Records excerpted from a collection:

= = = =

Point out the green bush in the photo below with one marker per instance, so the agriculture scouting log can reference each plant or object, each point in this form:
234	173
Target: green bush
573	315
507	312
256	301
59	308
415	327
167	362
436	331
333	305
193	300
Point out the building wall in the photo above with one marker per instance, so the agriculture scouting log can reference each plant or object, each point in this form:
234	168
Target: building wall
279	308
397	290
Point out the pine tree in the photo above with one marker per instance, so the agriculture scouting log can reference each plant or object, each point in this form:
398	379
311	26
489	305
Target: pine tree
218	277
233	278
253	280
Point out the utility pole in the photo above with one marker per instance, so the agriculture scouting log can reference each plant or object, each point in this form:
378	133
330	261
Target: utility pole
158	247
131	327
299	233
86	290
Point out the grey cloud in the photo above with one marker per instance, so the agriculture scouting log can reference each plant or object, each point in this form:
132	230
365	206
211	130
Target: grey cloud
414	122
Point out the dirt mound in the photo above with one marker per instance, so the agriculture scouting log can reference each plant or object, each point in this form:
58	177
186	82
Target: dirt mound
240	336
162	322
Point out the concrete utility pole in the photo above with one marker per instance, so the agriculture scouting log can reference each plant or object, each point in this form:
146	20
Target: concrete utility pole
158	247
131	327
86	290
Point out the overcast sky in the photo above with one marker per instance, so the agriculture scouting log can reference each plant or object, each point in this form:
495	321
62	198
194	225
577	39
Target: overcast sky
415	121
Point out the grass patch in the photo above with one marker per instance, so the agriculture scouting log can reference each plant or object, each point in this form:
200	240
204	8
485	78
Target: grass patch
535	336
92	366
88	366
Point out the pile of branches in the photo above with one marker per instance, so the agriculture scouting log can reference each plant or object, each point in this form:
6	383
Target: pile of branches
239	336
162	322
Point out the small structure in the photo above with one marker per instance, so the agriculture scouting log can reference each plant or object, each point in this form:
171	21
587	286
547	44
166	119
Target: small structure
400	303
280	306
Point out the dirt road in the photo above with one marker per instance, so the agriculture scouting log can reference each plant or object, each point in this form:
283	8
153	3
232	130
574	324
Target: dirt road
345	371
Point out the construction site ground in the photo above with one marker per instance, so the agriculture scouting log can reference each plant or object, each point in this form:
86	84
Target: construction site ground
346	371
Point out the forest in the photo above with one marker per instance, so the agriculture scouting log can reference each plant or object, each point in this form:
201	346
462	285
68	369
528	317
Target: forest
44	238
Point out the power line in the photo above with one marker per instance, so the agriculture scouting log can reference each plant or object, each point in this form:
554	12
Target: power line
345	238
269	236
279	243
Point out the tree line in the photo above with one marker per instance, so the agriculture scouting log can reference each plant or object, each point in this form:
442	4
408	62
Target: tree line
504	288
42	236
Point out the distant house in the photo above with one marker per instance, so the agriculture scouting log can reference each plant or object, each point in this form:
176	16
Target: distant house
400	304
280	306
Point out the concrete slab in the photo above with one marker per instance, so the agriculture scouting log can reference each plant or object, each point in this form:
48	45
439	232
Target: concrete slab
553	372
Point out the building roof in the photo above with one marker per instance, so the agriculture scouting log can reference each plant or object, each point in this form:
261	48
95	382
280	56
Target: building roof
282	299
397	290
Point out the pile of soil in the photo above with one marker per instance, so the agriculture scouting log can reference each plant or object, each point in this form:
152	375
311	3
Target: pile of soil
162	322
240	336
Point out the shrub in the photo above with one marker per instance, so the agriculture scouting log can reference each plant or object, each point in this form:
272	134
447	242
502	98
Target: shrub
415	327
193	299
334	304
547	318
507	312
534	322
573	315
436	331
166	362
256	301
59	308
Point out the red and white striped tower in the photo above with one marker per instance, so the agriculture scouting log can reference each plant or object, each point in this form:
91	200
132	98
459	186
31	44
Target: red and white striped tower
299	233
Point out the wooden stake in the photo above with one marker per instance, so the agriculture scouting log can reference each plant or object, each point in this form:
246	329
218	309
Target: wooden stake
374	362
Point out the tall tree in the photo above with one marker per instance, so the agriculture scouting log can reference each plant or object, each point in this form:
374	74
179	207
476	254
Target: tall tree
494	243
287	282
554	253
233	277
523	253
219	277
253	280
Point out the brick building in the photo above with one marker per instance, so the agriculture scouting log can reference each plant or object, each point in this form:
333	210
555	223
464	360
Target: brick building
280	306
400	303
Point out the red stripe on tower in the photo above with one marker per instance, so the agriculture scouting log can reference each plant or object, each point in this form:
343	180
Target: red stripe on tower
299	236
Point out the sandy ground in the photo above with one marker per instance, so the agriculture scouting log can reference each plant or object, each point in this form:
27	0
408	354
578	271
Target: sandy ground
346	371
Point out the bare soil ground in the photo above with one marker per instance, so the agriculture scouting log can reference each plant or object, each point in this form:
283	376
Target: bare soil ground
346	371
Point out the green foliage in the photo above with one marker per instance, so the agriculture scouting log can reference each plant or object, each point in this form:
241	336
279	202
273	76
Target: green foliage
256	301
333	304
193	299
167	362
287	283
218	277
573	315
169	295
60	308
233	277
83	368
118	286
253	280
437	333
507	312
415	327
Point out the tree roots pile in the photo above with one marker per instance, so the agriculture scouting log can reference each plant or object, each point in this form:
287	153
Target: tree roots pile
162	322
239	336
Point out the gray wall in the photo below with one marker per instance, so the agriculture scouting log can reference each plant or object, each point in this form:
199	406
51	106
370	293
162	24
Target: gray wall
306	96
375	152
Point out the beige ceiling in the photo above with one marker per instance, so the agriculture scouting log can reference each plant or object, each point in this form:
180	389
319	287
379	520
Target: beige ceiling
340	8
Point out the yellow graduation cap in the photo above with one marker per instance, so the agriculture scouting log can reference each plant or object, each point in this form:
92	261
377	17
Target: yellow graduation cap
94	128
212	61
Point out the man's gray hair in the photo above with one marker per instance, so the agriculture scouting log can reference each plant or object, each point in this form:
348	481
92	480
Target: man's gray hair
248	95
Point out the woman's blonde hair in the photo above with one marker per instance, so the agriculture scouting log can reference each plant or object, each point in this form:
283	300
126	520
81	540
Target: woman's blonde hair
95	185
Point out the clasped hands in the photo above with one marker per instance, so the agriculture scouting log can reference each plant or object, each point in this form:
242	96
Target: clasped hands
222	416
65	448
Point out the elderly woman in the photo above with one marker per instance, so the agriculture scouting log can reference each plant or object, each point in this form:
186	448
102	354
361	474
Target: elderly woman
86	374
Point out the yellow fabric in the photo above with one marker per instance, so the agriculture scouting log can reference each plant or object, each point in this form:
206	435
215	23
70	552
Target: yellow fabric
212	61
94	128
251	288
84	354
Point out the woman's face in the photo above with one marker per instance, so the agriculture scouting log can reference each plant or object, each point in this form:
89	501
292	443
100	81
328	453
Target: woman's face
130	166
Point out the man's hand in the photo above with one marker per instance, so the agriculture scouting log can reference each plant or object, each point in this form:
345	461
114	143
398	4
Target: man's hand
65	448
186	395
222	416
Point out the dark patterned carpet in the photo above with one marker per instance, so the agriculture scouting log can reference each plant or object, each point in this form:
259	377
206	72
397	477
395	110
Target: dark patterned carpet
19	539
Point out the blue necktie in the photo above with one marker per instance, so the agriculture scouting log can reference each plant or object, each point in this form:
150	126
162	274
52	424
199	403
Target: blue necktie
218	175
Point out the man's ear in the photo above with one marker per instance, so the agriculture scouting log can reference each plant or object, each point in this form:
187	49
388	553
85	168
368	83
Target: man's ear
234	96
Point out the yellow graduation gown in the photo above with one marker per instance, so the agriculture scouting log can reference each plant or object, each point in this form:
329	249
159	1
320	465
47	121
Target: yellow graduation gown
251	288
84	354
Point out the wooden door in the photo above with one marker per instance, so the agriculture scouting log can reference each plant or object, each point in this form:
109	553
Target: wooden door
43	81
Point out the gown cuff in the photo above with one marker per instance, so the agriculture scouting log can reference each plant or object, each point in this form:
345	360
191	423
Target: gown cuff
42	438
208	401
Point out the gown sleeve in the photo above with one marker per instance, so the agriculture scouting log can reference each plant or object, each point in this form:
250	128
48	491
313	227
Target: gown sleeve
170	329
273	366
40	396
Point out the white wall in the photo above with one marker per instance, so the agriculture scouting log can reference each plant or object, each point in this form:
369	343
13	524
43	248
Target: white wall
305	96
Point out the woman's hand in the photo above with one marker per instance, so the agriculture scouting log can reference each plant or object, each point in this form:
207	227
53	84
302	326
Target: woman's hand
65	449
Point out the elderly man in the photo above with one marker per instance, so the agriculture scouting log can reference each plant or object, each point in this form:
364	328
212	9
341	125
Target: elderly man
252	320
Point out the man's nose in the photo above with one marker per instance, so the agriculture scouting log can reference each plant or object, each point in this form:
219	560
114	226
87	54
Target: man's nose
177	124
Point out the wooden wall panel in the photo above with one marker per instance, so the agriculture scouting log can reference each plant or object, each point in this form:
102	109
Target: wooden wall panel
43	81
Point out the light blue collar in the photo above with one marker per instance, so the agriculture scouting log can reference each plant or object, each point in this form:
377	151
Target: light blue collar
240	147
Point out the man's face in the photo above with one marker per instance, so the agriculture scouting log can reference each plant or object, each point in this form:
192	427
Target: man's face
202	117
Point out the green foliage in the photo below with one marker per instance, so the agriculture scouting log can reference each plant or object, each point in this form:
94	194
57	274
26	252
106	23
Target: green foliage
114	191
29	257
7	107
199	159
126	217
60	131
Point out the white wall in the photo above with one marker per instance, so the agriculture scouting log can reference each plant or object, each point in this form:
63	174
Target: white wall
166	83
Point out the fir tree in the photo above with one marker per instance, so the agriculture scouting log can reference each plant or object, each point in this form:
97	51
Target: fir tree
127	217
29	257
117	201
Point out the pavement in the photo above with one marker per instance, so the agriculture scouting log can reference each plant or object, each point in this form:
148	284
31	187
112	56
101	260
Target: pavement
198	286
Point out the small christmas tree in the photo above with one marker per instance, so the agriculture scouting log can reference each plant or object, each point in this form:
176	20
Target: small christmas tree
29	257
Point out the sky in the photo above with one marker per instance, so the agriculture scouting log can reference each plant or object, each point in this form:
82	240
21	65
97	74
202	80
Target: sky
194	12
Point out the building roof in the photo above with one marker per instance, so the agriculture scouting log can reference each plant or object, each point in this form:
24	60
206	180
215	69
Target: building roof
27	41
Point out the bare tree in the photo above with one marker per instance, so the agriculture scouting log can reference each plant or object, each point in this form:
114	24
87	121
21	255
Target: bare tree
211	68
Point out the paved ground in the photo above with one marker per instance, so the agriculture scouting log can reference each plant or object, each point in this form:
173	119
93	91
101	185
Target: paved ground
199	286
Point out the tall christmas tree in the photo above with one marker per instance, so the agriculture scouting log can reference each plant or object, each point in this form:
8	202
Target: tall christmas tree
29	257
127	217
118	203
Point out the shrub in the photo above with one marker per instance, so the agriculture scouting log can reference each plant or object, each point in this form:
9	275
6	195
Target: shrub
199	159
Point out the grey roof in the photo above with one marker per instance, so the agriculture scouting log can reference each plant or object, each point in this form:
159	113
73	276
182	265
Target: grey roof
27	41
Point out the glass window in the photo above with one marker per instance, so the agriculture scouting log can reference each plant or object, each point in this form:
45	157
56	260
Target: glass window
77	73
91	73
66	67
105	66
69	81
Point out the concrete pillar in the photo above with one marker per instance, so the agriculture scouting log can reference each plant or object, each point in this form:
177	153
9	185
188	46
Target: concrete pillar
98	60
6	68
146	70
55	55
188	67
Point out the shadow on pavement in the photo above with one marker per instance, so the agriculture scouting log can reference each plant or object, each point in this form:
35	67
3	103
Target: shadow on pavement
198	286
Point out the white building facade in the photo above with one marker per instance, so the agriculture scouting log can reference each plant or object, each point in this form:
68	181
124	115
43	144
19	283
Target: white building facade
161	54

= = = =

- _EXERCISE DETAILS_
What lines in the data above contain the word "below"? Show them all.

- _THE ANSWER_
Point out the green bush in the photo below with one marker per instance, so the agriculture scouting log can reference each plant or object, each point in this form:
Point out the gray wall in the photo below with one marker per instance, so the agriculture scouting log can reference each plant or object, each point in this form:
Point out the green foliage in the photo below with one marker per instance, so the agriculture scouting log can reference each plant or object, each point in this form:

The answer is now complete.